§ Your goal: Give the records below again in full, exactly as written, but without any images.

§ Extracted entries:
▬▬▬

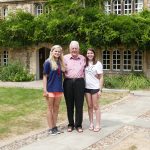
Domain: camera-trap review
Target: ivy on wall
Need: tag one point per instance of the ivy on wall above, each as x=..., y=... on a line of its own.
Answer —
x=90, y=26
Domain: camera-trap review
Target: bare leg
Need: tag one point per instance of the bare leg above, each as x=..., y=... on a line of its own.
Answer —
x=96, y=107
x=50, y=112
x=56, y=104
x=90, y=109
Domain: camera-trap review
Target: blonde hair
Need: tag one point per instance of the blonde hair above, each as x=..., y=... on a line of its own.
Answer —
x=76, y=43
x=52, y=60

▬▬▬

§ Expected answer:
Domain: camera-trap review
Target: ivy on wall
Need: tag one point per instance of the ivy on wall above, each as x=..., y=... on a line of its own.
Answer —
x=90, y=26
Domain: camera-trap review
Target: bare leg
Need: tag one point per instance of the bare leg above, each as x=..., y=... on a line of its own.
Answer —
x=96, y=107
x=50, y=112
x=56, y=104
x=90, y=109
Domain: camera-trap review
Target: blonde hair
Need: tag one point per instance of the blonde hair above, each as x=..., y=... on a line of its own.
Answer —
x=76, y=43
x=52, y=60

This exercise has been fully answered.